----- Entries provided -----
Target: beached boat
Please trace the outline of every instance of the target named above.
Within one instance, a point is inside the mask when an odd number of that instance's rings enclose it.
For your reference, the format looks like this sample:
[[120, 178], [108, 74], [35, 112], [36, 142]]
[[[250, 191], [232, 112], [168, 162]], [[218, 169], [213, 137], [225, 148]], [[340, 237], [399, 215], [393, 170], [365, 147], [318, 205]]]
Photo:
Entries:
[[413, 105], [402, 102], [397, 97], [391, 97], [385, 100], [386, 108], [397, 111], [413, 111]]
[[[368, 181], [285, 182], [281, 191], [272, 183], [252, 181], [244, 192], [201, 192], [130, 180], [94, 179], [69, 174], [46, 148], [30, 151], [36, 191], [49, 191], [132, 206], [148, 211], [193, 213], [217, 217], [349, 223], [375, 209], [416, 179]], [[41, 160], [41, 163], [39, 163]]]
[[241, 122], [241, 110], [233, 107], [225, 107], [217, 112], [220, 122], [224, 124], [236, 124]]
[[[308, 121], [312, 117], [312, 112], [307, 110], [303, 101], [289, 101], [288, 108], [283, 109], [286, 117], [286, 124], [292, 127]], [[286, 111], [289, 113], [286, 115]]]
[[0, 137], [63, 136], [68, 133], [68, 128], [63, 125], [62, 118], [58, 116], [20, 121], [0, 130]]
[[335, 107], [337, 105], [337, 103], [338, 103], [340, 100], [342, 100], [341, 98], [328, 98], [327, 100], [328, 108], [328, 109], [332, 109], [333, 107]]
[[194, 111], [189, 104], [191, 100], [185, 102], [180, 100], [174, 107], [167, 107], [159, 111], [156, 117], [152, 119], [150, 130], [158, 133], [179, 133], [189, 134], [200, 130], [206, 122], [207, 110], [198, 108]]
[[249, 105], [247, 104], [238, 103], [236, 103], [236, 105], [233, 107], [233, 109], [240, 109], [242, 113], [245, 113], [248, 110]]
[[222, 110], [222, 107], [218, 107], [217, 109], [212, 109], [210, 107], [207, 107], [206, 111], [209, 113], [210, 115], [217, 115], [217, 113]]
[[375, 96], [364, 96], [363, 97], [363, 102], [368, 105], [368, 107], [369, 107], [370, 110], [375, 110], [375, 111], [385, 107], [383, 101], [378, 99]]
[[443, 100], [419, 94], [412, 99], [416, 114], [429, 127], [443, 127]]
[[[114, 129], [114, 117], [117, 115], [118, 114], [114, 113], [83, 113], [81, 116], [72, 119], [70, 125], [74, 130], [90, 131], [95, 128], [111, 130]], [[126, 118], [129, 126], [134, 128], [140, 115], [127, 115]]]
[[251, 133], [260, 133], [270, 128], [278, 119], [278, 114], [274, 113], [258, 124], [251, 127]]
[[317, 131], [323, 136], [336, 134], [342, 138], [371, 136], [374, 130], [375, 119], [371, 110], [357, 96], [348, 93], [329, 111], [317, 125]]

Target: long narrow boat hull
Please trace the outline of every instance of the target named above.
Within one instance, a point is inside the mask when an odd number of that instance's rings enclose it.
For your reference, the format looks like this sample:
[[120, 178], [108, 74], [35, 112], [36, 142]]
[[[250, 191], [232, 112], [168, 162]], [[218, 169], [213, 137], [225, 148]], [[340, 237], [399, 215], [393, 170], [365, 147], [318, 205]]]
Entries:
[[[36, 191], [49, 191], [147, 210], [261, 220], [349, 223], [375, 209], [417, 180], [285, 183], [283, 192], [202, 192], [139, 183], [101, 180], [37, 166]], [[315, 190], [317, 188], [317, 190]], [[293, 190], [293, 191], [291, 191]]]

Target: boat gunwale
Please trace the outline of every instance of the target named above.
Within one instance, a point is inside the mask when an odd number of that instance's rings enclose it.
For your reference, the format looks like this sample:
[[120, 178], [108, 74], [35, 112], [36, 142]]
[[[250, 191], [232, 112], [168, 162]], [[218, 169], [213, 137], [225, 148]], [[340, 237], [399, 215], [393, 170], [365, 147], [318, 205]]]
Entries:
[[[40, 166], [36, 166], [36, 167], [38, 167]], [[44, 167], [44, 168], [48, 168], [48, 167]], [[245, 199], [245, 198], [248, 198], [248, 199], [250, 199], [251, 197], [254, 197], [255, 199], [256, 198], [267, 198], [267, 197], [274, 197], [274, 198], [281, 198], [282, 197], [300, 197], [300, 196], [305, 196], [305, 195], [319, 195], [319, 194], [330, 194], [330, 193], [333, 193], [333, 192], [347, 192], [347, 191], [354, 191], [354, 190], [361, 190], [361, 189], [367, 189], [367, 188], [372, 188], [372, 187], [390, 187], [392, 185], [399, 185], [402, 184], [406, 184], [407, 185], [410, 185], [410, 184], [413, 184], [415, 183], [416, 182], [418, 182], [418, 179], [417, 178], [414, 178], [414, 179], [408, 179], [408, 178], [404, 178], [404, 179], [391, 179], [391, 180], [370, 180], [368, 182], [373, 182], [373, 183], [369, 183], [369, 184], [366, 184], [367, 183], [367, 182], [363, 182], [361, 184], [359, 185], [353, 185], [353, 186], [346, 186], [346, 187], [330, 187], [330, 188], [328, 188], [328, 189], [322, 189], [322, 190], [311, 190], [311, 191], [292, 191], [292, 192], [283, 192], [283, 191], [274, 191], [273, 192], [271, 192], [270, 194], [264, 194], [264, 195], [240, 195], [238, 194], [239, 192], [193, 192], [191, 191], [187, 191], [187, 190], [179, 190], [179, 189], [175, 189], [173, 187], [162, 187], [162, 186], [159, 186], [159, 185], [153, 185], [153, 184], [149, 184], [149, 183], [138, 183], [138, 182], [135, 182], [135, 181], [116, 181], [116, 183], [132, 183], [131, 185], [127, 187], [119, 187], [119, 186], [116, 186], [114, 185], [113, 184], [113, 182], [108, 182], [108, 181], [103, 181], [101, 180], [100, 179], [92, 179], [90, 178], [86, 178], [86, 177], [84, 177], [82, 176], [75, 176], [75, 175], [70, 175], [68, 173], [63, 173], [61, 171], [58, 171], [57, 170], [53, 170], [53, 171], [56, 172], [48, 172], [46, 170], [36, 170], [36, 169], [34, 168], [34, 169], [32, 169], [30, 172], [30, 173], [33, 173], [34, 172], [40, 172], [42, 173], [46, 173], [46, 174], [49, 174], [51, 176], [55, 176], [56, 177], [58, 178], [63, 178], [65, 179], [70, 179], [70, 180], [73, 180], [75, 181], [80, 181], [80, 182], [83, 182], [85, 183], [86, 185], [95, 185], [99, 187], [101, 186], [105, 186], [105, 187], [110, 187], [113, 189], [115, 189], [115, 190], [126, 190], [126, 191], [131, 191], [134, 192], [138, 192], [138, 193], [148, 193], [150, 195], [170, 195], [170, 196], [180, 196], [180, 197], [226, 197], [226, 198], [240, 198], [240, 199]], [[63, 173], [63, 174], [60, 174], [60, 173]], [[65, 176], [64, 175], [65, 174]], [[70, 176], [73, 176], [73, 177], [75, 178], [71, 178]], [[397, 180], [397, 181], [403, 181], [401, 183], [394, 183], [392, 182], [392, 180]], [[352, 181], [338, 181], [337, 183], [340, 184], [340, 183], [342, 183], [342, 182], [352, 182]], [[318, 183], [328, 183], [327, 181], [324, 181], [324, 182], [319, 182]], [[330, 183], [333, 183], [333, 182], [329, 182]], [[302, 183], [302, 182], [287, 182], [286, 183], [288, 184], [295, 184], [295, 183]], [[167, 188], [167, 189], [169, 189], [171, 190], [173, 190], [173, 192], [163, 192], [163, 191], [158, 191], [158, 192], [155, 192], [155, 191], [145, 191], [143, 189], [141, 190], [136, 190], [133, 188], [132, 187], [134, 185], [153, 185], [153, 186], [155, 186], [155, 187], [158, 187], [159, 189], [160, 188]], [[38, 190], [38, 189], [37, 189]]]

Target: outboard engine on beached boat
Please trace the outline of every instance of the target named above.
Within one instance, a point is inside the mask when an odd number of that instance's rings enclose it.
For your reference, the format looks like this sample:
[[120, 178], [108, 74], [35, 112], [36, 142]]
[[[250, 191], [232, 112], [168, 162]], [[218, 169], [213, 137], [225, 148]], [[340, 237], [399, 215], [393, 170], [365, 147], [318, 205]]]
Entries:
-----
*Stated problem*
Starting at the beginning of the listing and ending at the line containing "121], [0, 130]]", write out every line again, adding 104 to each coordinate in the answer polygons. Leave all other lines as they are.

*Written response*
Target: beached boat
Please trace the outline of every instance of the target named above.
Within one instance, a point is inside the mask when an odd number of that instance's rings enclose it.
For your reference, the format looks like this sample:
[[120, 178], [108, 74], [35, 112], [36, 142]]
[[[250, 191], [232, 112], [168, 162]], [[218, 169], [213, 137], [225, 148]], [[340, 237], [399, 215], [393, 170], [365, 147], [318, 205]]]
Photo:
Entries:
[[517, 209], [506, 206], [501, 201], [495, 201], [489, 204], [490, 212], [501, 215], [517, 215]]
[[[472, 285], [389, 286], [385, 295], [376, 287], [356, 285], [348, 296], [305, 296], [234, 284], [198, 283], [173, 278], [150, 252], [134, 255], [140, 295], [153, 295], [236, 310], [252, 315], [297, 317], [321, 321], [453, 327], [479, 313], [520, 283]], [[145, 264], [145, 267], [143, 267]]]
[[345, 226], [345, 214], [337, 211], [329, 211], [321, 216], [324, 226], [328, 228], [340, 228]]
[[[412, 225], [416, 221], [416, 216], [411, 214], [407, 205], [393, 205], [392, 212], [387, 213], [390, 221], [390, 228], [396, 231]], [[390, 215], [393, 217], [390, 219]]]
[[104, 241], [167, 240], [172, 237], [172, 232], [167, 229], [166, 222], [162, 220], [124, 225], [104, 234]]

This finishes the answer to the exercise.